▶ REQUIREMENT: Rewrite everything below from the line containing "In this photo, where can the landscape" down to the line containing "pixel 195 65", renaming "instance" to "occurrence" and leaving every other word of that material unchanged.

▶ MATERIALS PROVIDED:
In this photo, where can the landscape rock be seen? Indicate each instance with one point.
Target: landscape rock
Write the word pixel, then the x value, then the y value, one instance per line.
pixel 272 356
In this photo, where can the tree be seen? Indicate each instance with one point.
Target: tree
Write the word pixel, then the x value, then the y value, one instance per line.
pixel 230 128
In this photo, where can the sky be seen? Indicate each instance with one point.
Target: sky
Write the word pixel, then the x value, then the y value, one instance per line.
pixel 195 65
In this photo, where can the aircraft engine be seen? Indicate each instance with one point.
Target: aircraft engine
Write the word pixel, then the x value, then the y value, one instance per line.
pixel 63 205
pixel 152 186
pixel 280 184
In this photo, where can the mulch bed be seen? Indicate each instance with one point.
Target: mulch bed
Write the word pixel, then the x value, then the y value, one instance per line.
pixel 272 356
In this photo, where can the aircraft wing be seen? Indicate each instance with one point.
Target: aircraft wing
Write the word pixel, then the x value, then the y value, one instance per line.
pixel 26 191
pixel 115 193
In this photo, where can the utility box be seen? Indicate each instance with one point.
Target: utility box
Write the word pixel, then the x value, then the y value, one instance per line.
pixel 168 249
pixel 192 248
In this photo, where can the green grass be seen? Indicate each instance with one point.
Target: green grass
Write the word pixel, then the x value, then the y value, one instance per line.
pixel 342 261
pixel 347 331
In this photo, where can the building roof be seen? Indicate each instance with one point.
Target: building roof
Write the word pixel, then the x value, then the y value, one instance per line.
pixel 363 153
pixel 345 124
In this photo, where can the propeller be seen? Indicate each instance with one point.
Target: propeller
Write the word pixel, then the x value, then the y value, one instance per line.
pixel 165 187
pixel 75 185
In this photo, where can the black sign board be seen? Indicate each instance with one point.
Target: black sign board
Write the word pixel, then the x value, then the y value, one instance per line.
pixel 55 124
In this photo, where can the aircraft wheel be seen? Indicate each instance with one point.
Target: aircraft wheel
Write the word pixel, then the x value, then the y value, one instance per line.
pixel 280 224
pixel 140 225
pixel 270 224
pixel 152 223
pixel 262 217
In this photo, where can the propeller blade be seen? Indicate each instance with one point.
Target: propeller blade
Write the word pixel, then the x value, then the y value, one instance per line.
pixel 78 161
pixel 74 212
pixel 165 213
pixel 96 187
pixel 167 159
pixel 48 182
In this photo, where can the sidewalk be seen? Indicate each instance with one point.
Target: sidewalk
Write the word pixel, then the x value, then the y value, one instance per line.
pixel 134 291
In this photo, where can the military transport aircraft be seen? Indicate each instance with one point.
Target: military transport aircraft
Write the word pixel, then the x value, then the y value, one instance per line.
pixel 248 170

* * *

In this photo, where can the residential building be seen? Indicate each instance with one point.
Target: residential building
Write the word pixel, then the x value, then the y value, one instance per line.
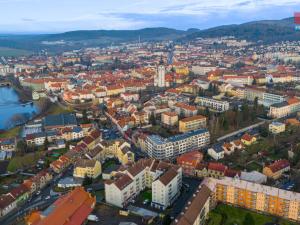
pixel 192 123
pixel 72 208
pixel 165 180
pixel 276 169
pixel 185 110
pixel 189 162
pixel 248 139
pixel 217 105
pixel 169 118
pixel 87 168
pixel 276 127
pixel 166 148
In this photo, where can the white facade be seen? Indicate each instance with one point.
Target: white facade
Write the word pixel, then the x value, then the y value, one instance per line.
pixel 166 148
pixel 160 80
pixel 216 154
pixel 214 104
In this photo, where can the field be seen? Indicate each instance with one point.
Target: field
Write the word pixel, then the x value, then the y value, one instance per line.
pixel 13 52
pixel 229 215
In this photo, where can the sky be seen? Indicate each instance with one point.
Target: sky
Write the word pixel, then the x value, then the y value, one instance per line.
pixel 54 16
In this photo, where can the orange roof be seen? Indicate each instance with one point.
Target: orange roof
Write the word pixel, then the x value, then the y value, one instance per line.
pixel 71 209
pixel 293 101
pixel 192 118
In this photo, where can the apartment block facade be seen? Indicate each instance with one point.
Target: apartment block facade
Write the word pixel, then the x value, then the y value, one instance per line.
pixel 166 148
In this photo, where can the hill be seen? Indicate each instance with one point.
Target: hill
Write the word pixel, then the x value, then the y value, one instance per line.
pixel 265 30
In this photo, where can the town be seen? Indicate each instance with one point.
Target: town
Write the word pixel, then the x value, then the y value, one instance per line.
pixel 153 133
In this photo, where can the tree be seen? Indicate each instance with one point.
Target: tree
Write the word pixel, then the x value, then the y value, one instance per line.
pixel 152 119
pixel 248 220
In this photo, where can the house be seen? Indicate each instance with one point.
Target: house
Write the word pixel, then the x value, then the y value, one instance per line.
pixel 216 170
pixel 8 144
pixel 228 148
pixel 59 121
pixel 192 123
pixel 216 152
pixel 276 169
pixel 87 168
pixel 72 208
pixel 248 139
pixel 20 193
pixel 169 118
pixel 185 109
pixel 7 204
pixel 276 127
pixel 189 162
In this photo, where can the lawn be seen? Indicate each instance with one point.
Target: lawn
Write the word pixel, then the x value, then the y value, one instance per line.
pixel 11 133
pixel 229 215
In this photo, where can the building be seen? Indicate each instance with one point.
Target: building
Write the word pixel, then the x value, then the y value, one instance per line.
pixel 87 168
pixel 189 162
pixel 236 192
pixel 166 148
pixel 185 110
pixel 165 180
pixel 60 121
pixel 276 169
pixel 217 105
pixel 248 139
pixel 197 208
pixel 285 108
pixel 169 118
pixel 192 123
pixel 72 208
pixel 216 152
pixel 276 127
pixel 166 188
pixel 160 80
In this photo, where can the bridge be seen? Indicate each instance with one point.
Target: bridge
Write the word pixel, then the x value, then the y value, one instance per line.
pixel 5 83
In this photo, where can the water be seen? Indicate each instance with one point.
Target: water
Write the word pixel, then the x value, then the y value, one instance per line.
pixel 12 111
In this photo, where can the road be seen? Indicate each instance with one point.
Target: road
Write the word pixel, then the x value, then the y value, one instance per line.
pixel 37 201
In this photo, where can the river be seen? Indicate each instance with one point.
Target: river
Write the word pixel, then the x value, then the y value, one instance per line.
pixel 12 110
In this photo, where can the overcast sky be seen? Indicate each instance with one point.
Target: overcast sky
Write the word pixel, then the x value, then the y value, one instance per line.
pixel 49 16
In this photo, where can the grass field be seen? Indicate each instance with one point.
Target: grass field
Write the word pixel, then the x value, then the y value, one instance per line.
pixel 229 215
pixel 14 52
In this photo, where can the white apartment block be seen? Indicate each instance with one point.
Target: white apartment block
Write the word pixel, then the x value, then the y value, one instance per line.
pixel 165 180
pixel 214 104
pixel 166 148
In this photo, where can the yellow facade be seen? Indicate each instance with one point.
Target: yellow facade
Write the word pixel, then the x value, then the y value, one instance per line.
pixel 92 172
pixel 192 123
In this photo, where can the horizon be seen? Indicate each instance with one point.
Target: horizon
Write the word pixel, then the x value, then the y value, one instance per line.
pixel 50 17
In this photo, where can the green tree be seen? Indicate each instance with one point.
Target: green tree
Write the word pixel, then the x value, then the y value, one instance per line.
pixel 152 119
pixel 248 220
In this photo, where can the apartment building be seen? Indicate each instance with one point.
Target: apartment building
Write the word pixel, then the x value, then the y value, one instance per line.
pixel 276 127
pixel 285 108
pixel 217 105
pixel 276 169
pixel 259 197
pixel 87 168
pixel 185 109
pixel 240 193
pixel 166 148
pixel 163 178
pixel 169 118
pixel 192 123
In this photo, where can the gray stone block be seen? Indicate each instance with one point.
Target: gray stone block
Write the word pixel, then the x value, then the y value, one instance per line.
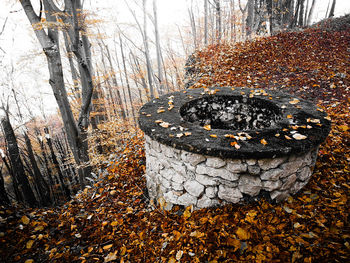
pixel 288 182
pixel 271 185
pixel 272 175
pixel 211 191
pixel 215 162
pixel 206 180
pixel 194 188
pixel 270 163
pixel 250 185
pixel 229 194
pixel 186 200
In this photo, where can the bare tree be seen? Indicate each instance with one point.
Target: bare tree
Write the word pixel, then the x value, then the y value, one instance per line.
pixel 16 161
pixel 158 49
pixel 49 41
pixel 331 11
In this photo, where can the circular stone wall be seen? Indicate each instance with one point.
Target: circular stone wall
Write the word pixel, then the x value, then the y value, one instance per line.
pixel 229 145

* * *

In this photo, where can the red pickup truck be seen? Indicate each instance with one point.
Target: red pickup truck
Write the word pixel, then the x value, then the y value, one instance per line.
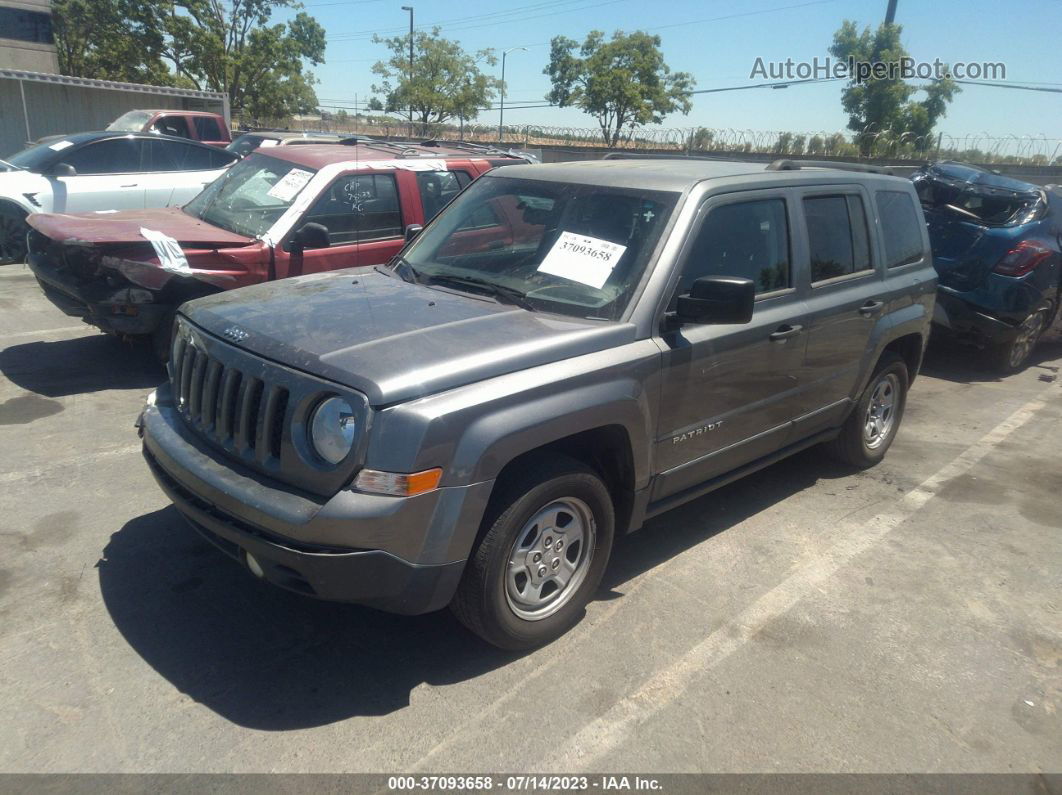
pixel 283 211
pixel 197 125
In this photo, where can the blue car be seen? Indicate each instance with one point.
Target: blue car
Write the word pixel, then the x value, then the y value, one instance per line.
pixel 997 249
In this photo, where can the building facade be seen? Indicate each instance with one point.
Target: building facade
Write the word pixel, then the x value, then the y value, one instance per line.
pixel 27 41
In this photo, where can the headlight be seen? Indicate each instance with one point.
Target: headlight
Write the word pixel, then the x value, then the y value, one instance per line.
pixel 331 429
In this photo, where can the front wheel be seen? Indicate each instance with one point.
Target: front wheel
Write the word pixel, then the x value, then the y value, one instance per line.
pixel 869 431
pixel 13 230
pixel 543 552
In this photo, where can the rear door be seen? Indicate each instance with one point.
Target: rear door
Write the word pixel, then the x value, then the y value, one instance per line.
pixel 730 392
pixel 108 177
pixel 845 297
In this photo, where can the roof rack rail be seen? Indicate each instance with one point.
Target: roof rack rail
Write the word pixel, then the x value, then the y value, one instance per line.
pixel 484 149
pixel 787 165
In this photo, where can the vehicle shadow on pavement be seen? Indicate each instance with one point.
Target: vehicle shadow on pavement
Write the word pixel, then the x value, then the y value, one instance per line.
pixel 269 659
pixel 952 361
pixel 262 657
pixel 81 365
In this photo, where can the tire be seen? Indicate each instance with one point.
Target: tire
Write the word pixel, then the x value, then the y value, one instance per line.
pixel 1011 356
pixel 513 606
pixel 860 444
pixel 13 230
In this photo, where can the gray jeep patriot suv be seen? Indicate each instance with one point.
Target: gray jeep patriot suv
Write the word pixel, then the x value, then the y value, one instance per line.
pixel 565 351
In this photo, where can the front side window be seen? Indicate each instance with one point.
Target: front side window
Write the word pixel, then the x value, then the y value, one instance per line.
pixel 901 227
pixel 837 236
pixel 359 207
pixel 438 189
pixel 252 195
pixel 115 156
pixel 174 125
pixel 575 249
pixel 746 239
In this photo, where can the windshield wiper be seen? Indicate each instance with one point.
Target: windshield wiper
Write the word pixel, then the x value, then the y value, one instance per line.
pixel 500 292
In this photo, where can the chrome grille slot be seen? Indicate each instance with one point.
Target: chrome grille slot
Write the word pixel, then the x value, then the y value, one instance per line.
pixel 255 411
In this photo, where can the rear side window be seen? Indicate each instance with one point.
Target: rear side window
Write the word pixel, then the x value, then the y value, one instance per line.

▶ SOLUTION TO THIS TASK:
In this photo, where can the landscape rock be seen? Indicate each occurrence with one point.
Target: landscape rock
Write the word pixel, then the x value, then the y value, one occurrence per line.
pixel 272 356
In this photo, where can the tree be seen? Indicate each occurrence with one point.
Target: tree
Write the word pixel, then the x value, then the y value, one occurrence per line.
pixel 230 128
In this photo, where can the sky be seen? Indicate each occurrence with one point.
Target: sky
Write the word pixel, then the x value, then the y value, one occurrence per line.
pixel 195 65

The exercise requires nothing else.